--- Start of The input ---

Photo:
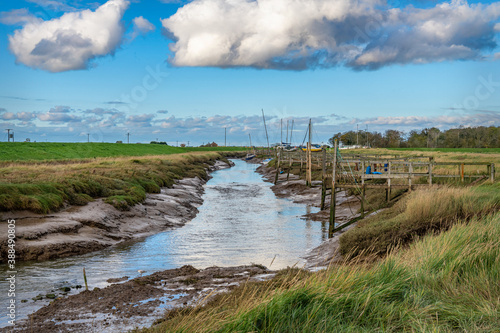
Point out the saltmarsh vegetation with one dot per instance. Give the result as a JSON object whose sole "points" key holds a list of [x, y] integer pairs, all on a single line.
{"points": [[46, 186], [446, 282], [429, 262]]}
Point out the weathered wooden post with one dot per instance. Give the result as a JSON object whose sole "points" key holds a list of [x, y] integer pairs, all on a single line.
{"points": [[323, 179], [388, 190], [289, 166], [332, 197], [277, 167], [430, 170], [309, 158], [410, 170]]}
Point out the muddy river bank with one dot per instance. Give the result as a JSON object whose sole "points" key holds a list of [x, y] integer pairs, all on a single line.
{"points": [[244, 225]]}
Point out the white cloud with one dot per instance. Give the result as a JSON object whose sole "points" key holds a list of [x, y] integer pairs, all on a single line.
{"points": [[304, 34], [141, 27], [71, 41], [53, 4], [17, 16]]}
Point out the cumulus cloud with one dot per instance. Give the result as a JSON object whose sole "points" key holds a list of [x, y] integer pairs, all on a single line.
{"points": [[71, 41], [17, 16], [477, 118], [53, 4], [302, 34], [141, 26]]}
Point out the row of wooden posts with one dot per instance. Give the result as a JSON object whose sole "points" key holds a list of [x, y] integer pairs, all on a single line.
{"points": [[350, 171]]}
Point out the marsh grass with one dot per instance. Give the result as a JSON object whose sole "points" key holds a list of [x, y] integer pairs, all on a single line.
{"points": [[441, 283], [422, 211], [122, 181]]}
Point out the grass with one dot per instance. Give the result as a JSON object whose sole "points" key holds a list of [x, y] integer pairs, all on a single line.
{"points": [[441, 283], [426, 210], [451, 150], [46, 186], [29, 151]]}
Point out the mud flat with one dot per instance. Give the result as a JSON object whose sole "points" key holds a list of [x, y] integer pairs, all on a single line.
{"points": [[83, 229], [295, 189], [137, 303]]}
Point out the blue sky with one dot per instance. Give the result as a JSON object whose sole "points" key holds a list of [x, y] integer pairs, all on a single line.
{"points": [[184, 71]]}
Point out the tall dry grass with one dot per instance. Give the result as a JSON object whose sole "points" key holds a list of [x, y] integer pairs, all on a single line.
{"points": [[442, 283]]}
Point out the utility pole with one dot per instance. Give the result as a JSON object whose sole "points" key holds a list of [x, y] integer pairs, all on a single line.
{"points": [[8, 134], [265, 127]]}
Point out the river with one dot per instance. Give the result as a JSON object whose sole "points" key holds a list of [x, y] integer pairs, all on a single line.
{"points": [[240, 222]]}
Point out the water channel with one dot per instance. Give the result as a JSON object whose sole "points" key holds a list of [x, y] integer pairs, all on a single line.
{"points": [[240, 222]]}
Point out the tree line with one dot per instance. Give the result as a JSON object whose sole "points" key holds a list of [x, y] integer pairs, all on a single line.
{"points": [[462, 137]]}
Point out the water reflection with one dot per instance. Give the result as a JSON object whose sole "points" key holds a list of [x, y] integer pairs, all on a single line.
{"points": [[240, 222]]}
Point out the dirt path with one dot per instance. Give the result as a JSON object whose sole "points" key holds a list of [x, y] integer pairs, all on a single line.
{"points": [[78, 230]]}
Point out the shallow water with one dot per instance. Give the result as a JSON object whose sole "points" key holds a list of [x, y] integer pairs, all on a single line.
{"points": [[240, 222]]}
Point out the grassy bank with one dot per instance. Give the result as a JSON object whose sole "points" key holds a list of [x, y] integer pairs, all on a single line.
{"points": [[441, 283], [28, 151], [123, 181], [418, 213]]}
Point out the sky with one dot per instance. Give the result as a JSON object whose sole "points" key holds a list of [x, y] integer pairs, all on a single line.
{"points": [[184, 71]]}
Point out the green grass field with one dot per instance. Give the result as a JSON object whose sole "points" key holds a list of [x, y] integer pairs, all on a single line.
{"points": [[452, 150], [25, 151]]}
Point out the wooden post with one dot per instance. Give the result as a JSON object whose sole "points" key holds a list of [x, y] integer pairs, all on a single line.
{"points": [[289, 167], [409, 178], [388, 191], [323, 180], [332, 197], [363, 197], [85, 279], [277, 167], [430, 170], [309, 158]]}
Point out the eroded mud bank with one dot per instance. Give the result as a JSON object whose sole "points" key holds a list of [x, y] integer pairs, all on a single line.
{"points": [[82, 229]]}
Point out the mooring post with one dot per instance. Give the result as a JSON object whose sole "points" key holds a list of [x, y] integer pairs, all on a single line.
{"points": [[410, 169], [332, 197], [388, 191], [323, 180], [430, 170], [289, 166], [277, 167], [85, 279]]}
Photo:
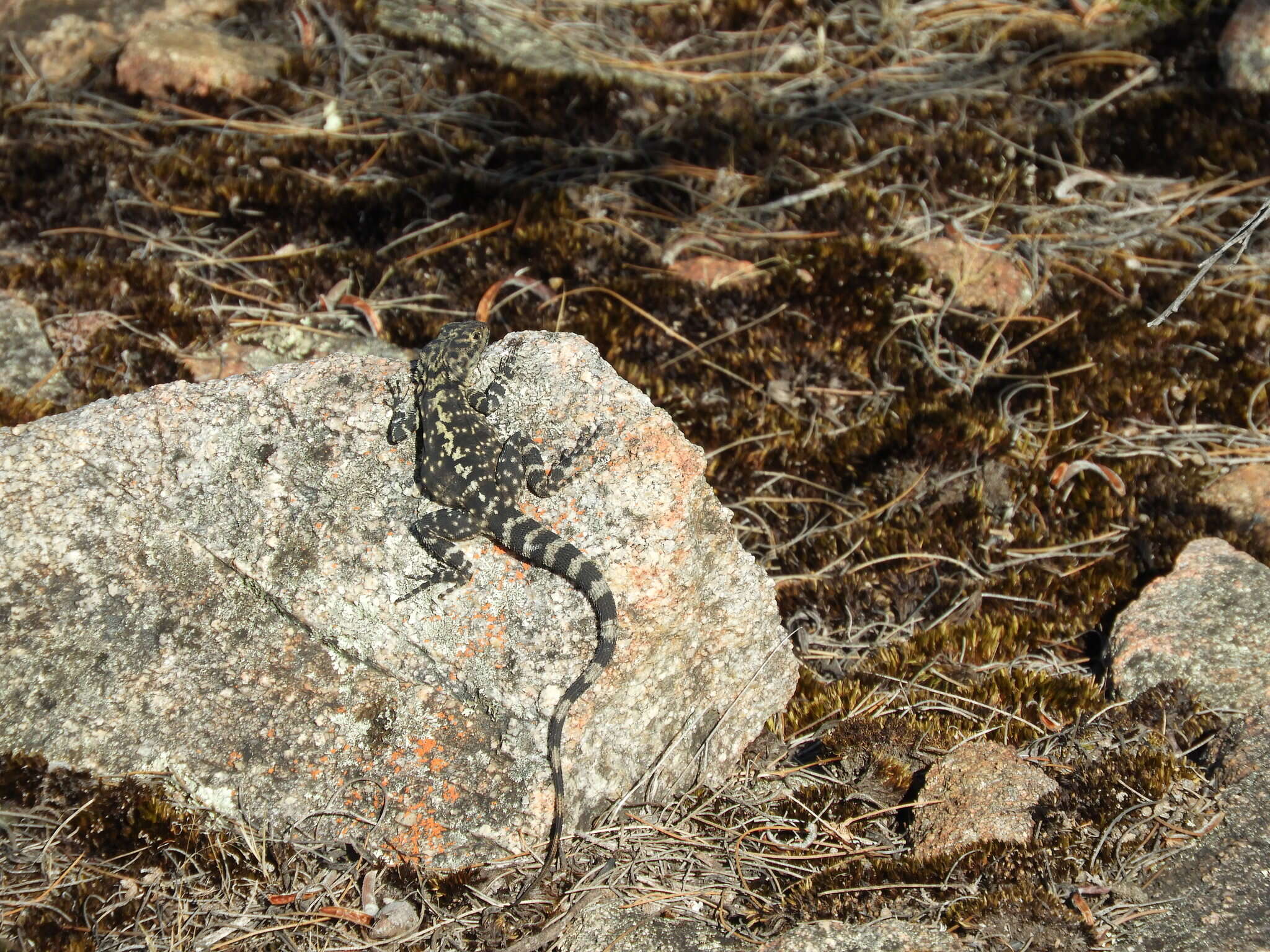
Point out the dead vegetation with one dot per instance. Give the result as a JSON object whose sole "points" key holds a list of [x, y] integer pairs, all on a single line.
{"points": [[954, 500]]}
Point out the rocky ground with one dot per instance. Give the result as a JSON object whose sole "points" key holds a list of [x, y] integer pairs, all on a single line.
{"points": [[895, 268]]}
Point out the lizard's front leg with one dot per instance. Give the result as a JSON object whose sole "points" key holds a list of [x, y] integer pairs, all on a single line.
{"points": [[437, 532], [406, 409]]}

--- End of The input ---

§ **Exercise**
Copy the data word for word. Pictures do not go in the copy.

§ **Solution to this exercise**
Photo:
Point out the saltmarsh vegetation with one dot per instance. Give the result as a JSON object whose sole "points" key holds a list of [x, y] integer pairs, all on a single line.
{"points": [[46, 186], [446, 282], [429, 262]]}
Point out the weathered wooden post with one dot per instance. Give the result as a JSON object whose sole "points" key holds a list of [x, y] integer pairs, all on a single line.
{"points": [[323, 179], [388, 190], [289, 166], [332, 197], [277, 167], [430, 170], [309, 158], [410, 170]]}
Point out the muddy river bank with one dot per instance. Give the result as a JSON object whose sole "points" key holds a list of [x, y] integer pairs, all on a single line.
{"points": [[244, 225]]}
Point out the white cloud with one dot per instance. Give the result as a JSON object whose sole "points" key holds a list of [x, y] integer pairs, all on a single line.
{"points": [[304, 34], [141, 27], [71, 41], [53, 4], [17, 16]]}
Point out the cumulus cloud with one dot per instance. Give the result as a JSON object whose sole "points" key holds a list of [x, y] integer pairs, all on a single line.
{"points": [[71, 41], [17, 16], [477, 118], [53, 4], [302, 34], [141, 26]]}
Point out the row of wooden posts with one dot per instance. Give the result as a JSON object whose sole "points" key holds a list of [x, y] integer pairs, all on a single line.
{"points": [[350, 171]]}
Point out the marsh grass with one dot per instance. Give the result as a JSON object whose sole "points" key holds a list of [x, y] integer pairs, all on a single line.
{"points": [[441, 283], [422, 211], [122, 181]]}
Point out the grass with one dot per instance. Give the result as a JSON object whose sole "points" key holds a list of [x, y] integer pairs, all on a single line.
{"points": [[441, 283], [426, 210], [451, 150], [46, 186], [29, 151]]}
Point out the mud flat with one dot per instance. Give the result as a JSON object whose sole "points" key holds a list of [x, y] integer pairs, all on a single line.
{"points": [[83, 229], [295, 189], [137, 303]]}
Point out the blue sky with one dot per instance. Give the result as a JSON object whose sole "points" key holds a list of [x, y] integer pairs, all on a single line.
{"points": [[184, 71]]}
Point out the tall dry grass with one dot per instance. Give the result as a JSON object whose sole "points" key holds a list of [x, y] integer pairs, all on a single line.
{"points": [[442, 283]]}
Point out the utility pole with one dot per instance. Give the result as a JSON object whose sole "points" key holds a list of [x, y] integer pairs, all on a single line.
{"points": [[8, 134], [265, 127]]}
Point out the river with one dot per instance. Give the result as a JSON object whose sole "points" key holds a list of [x, y] integer pairs, all on a single line.
{"points": [[240, 222]]}
Point out the water channel with one dot per instance. Give the result as a JSON object whose sole "points" key holds a list of [x, y] integer pairs, all on a single line.
{"points": [[240, 222]]}
Point out the tree line with one dot per instance. Give the result as a JSON object whose sole "points" key holds a list of [x, y] integer pairs, all on a single line.
{"points": [[462, 137]]}
Point out the water reflection with one dot per instance. Give the result as a JSON object whose sole "points" key holds a list of [x, y] integer pairs, all on a single line.
{"points": [[240, 222]]}
Point out the dirt path with one dot per instance. Give the result as a JSON object whose sole "points" key holds a list of [x, y] integer pairs, all on a single line.
{"points": [[78, 230]]}
Point out the shallow water with one dot per instance. Give the result as a JSON object whose sole "points" key holds a list of [x, y] integer pairs, all on a single line.
{"points": [[240, 222]]}
Point out the grassy bank with one dot per instance. Give the result as a JSON object whose sole "points" key holds a list of [x, y] integer pairs, all on a single line.
{"points": [[441, 283], [28, 151], [123, 181], [418, 213]]}
Point out the sky with one dot per instance. Give the result as a JSON object whose sole "points" key holds a list of [x, y] integer pairs, all on a single line.
{"points": [[184, 71]]}
Point out the green grass field with one dot per instance. Give the result as a JSON object whose sole "points" key holds a list of [x, y] integer pairs, all on a single line.
{"points": [[452, 150], [25, 151]]}
Point out the wooden post with one dot per instance. Give the result as a JSON object whose sole "points" key holds a list of [x, y] integer pairs, all on a single line.
{"points": [[289, 167], [409, 178], [388, 191], [323, 180], [332, 197], [363, 197], [85, 279], [277, 167], [430, 170], [309, 158]]}
Point out the eroded mud bank with one dot per instance. Give the result as a JSON object whose sole "points" key holds a list of [x, y] integer pairs, all on a single line.
{"points": [[82, 229]]}
Point out the mooring post with one dot per instance. Give the result as a JSON object whose sole "points" key holds a list of [x, y] integer pairs, all on a single line.
{"points": [[410, 169], [332, 197], [388, 191], [323, 180], [430, 170], [289, 166], [277, 167], [85, 279]]}
Photo:
Point out the dead vegetation with one dot per instance. Give the result as a JSON object whose sole "points" key holds a list of [x, y] integer pairs, all on a single line.
{"points": [[954, 500]]}
Point out the rocky ground with one dot per instance. Give the result as a JSON object whose sole "points" key holds a list of [x, y] integer pairs, all on a single line.
{"points": [[895, 268]]}
Point out the lizard's front leg with one dot per instance. Give the result as a JSON object whose sole "points" key holds a list of [x, y] integer pairs, all on a single line.
{"points": [[437, 532], [406, 409]]}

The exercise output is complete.